What you are asked to do: Reproduce the following material verbatim, line for line, with no changes.

-- BEGIN --

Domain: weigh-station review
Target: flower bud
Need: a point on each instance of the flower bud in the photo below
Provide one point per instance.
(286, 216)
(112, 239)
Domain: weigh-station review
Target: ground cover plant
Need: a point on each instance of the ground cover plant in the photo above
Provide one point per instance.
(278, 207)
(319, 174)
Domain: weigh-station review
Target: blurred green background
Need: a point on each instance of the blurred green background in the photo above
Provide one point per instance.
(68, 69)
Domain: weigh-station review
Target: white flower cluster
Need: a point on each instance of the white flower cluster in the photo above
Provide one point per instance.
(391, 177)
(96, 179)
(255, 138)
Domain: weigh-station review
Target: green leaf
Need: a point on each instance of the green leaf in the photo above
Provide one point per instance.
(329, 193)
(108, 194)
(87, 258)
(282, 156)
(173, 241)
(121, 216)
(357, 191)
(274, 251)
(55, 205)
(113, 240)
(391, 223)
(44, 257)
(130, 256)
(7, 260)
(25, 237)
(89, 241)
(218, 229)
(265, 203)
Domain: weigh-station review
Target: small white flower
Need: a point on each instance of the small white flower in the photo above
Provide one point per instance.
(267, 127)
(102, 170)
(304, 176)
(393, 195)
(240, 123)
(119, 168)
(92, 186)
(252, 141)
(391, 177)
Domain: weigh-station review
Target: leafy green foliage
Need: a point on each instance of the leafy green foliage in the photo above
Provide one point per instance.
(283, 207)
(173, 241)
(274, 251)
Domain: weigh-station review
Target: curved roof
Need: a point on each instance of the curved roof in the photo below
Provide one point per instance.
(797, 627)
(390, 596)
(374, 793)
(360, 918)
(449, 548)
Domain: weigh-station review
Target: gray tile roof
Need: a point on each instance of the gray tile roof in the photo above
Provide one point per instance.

-- END --

Exercise answer:
Domain: weigh-station review
Target: flower bud
Need: a point on each instance of the flower bud in the photo below
Provide one point per instance.
(286, 216)
(112, 239)
Domain: weigh-station review
Target: ground cover plant
Need: a point on each instance of the ground cover plant in the photo above
Provide one point per instance.
(278, 207)
(319, 174)
Domain: weigh-station review
Target: blurred green background
Need: a point on each instance of the blurred green background in the photo above
Provide one point per instance.
(68, 69)
Domain: weigh-station review
Target: white flower cluster
Need: a point on each instance of the white flower cluster in the photo above
Provide one point per instance.
(391, 177)
(96, 179)
(255, 138)
Domain: weigh-station review
Target: green leaf
Need: a point on each instance of the green leaf in the photo above
Provide one point per instance.
(329, 193)
(108, 194)
(87, 258)
(282, 156)
(173, 241)
(121, 216)
(357, 191)
(274, 251)
(55, 205)
(113, 240)
(391, 223)
(44, 257)
(130, 256)
(7, 260)
(25, 237)
(89, 241)
(218, 229)
(265, 203)
Domain: weigh-station review
Target: small white flower
Need: a point on each instance of the small white flower in the photo above
Provide one point per instance.
(267, 127)
(102, 170)
(304, 176)
(393, 195)
(240, 123)
(119, 168)
(92, 186)
(252, 141)
(391, 177)
Domain: weigh-station review
Target: leafy green foliage
Need: a point on each instance of the leafy green foliage in the photo above
Provide one point per instance.
(283, 207)
(173, 241)
(274, 251)
Domain: weigh-station review
Target: curved roof
Need: a point on each instance of the curved roof in the photo below
Provide one point per instance.
(797, 627)
(390, 596)
(374, 793)
(360, 918)
(449, 548)
Domain: weigh-station review
Target: gray tile roof
Need: a point on each instance of the gray tile roof in the photo above
Provide one point per instance.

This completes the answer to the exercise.